[Data excerpts]
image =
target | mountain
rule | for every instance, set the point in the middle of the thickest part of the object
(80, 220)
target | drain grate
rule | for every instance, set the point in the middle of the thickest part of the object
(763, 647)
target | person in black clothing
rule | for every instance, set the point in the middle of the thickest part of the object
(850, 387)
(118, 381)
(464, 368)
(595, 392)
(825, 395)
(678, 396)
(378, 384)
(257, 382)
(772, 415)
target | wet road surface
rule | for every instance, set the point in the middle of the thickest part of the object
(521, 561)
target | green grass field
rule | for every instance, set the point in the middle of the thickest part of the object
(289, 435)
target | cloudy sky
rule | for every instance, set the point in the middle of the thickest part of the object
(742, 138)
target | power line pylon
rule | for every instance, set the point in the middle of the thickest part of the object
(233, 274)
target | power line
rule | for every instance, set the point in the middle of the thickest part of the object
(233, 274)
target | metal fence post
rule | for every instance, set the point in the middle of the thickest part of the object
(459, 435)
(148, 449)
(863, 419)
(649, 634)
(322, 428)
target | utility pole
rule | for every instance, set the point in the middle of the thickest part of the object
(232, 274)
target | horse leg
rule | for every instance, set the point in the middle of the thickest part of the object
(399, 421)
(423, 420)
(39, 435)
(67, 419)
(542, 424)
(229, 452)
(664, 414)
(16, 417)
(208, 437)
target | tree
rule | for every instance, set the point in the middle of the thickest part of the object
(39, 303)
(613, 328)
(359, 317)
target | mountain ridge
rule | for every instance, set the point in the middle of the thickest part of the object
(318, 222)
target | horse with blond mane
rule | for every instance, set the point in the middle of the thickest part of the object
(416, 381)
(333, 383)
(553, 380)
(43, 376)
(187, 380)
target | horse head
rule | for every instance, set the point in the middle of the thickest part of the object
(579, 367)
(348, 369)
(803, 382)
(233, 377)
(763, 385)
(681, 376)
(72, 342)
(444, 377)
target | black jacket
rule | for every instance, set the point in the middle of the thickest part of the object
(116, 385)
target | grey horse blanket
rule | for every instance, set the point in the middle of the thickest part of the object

● **WORK ORDER**: Pull out all lines from the entries above in which the word "mountain" appears.

● **RESPONSE**:
target | mountain
target | mountain ridge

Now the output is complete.